_Problem statement_: A faithful, complete transcript of the entries below, without pictures, should be returned.
# # # #
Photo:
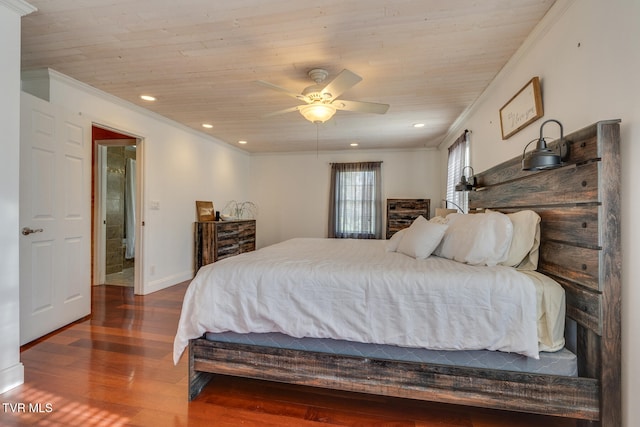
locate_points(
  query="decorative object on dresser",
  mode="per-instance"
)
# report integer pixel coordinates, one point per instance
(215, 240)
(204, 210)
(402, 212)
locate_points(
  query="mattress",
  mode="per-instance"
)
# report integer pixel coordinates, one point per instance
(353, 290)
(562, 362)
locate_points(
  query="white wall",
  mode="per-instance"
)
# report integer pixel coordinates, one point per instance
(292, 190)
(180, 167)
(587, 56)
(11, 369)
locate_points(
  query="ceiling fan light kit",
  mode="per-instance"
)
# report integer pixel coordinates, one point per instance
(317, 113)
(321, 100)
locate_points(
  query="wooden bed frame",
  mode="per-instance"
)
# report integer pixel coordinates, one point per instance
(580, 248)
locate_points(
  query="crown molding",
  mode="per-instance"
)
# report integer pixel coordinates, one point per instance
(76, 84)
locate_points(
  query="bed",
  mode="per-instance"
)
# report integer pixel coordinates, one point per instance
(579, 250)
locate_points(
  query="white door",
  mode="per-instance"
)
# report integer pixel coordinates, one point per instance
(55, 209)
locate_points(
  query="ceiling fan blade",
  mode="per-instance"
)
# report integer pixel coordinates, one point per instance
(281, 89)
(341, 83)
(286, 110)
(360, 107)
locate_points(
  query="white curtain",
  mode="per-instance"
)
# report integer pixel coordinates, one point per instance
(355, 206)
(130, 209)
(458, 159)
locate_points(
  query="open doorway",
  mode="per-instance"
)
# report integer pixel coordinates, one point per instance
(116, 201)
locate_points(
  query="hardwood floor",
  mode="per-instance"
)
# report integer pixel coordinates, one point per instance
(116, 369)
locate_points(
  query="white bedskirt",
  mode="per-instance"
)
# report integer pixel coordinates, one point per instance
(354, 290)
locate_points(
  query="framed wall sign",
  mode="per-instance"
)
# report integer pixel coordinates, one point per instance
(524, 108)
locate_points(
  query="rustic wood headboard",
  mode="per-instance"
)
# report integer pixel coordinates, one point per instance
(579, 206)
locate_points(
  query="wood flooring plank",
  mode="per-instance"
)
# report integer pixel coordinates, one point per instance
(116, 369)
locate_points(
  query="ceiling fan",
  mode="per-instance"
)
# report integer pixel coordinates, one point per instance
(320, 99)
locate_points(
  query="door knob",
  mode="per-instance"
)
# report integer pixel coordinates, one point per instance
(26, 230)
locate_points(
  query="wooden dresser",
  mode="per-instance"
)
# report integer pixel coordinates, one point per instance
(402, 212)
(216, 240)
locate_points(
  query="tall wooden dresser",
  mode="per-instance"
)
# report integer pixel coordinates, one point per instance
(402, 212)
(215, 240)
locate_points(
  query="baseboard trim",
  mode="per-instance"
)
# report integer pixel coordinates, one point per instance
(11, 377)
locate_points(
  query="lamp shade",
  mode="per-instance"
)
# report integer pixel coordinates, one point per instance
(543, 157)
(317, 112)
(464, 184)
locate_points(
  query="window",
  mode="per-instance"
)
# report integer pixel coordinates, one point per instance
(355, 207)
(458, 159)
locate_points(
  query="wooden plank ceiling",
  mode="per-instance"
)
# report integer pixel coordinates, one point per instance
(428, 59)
# # # #
_Reply to the task_:
Photo:
locate_points(
  query="decorative object on dresser",
  mode="per-instance"
)
# report integer pixel coordinates, one point per instance
(215, 240)
(204, 210)
(402, 212)
locate_points(
  query="mattress",
  mode="per-instance"
)
# report integer pixel coordinates, one point per instance
(353, 290)
(562, 362)
locate_points(
  query="white wall",
  mode="per-instance"
)
# report integer pixel coordinates, one point per instance
(292, 190)
(180, 167)
(587, 56)
(11, 369)
locate_points(
  query="ceiling fan light kit",
  mode="per-instance"
)
# report integer pixel coordinates, one point per instance
(317, 113)
(321, 100)
locate_points(
  query="wooden bed frame",
  mode="per-instance"
)
# report integer pixel coordinates, one point per instance
(580, 248)
locate_points(
  query="crown molding",
  mode="per-instance"
)
# report integer pixel coordinates, one point per instance
(76, 84)
locate_points(
  query="bed",
  mode="per-instance"
)
# report integer pixel coordinates, one point per instance
(579, 250)
locate_points(
  query="white door",
  mode="per-instance"
)
# report integer pixel coordinates, one point per instance
(55, 209)
locate_points(
  query="ceiling fan blade",
  mode="per-instance"
)
# report integer pixel coordinates, one point per instance
(281, 89)
(341, 83)
(286, 110)
(360, 107)
locate_points(
  query="white curtain",
  mode="per-instance"
)
# report integer pixel coordinates, one point per instance
(355, 206)
(130, 209)
(458, 159)
locate_points(
  query="open doorway",
  mode="per-instance"
)
# report integer pixel coordinates, one point per instance
(116, 201)
locate_points(
  query="hardwood floor",
  mode="per-instance"
)
# report integer pixel coordinates, one point per instance
(116, 369)
locate_points(
  query="white bedskirt",
  mode="per-instance"
)
# report integer pixel coordinates, one point per instance
(354, 290)
locate_points(
  query="framed wall sign",
  mode="per-instance"
)
# report integer pixel coordinates, one point per instance
(524, 108)
locate_points(
  query="rustic wood headboard",
  mode="per-instance"
)
# report integer pixel coordinates, one point per instance
(579, 206)
locate_points(
  query="wood flooring plank",
  mode="per-instance"
)
# report integer pixel coordinates, one point per instance
(116, 369)
locate_points(
  query="ceiling fan",
  mode="per-instance"
)
# report integer pixel coordinates, one point per instance
(320, 99)
locate_points(
  query="door knob",
  mode="per-instance"
)
# report integer pixel coordinates, one point per instance
(26, 230)
locate_points(
  query="wooden dresser",
  mode="per-instance"
)
# report integer pixel coordinates, one point per instance
(402, 212)
(216, 240)
locate_points(
  query="tall wooden dresser",
  mode="per-instance"
)
# report integer pixel coordinates, one point per instance
(402, 212)
(215, 240)
locate_points(
  query="baseboard trim",
  mode="per-instance"
)
# report integer pixel coordinates, one point per instance
(11, 377)
locate_points(
  query="lamp shade",
  mode="per-instance"
)
# report integer pixel coordinates, one point per instance
(543, 157)
(317, 112)
(464, 184)
locate_points(
  query="window",
  mode="per-instance"
)
# report integer pixel coordinates, one point per instance
(355, 207)
(458, 159)
locate_points(
  query="wooden plank ceiling",
  mode="per-instance"
)
# report integer pixel coordinates, one point per instance
(428, 59)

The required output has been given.